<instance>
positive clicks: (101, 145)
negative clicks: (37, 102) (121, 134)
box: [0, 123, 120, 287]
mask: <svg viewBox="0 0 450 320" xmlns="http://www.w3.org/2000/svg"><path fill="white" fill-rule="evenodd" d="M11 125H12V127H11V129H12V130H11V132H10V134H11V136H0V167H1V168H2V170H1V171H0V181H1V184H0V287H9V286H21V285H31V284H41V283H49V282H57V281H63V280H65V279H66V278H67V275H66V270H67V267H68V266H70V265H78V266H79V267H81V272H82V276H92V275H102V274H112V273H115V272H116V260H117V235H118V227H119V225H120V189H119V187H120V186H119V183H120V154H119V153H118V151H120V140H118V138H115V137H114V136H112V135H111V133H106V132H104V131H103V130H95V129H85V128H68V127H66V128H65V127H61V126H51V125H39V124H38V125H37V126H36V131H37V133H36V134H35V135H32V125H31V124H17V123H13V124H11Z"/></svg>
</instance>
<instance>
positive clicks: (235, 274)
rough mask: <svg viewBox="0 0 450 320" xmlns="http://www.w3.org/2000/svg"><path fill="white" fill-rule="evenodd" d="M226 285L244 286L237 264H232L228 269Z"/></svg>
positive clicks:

+ + + + +

All of the entries must be quoted exactly; please include each one.

<instance>
positive clicks: (101, 145)
negative clicks: (37, 102) (121, 134)
box: [0, 123, 120, 287]
mask: <svg viewBox="0 0 450 320" xmlns="http://www.w3.org/2000/svg"><path fill="white" fill-rule="evenodd" d="M11 125H12V127H11V129H12V130H11V132H10V134H11V136H0V167H1V168H2V170H1V171H0V181H1V184H0V287H9V286H21V285H31V284H41V283H49V282H57V281H63V280H65V279H66V278H67V275H66V270H67V267H68V266H70V265H78V266H79V267H81V272H82V276H92V275H102V274H112V273H115V272H116V260H117V235H118V227H119V225H120V189H119V187H120V186H119V183H120V154H119V153H118V151H120V140H118V138H115V137H114V136H112V135H111V133H106V132H104V131H103V130H95V129H85V128H68V127H66V128H65V127H61V126H51V125H39V124H38V125H37V126H36V131H37V133H36V134H35V135H32V125H31V124H17V123H13V124H11Z"/></svg>
</instance>
<instance>
positive clicks: (235, 274)
rough mask: <svg viewBox="0 0 450 320" xmlns="http://www.w3.org/2000/svg"><path fill="white" fill-rule="evenodd" d="M226 285L244 286L237 264H232L228 269Z"/></svg>
positive clicks:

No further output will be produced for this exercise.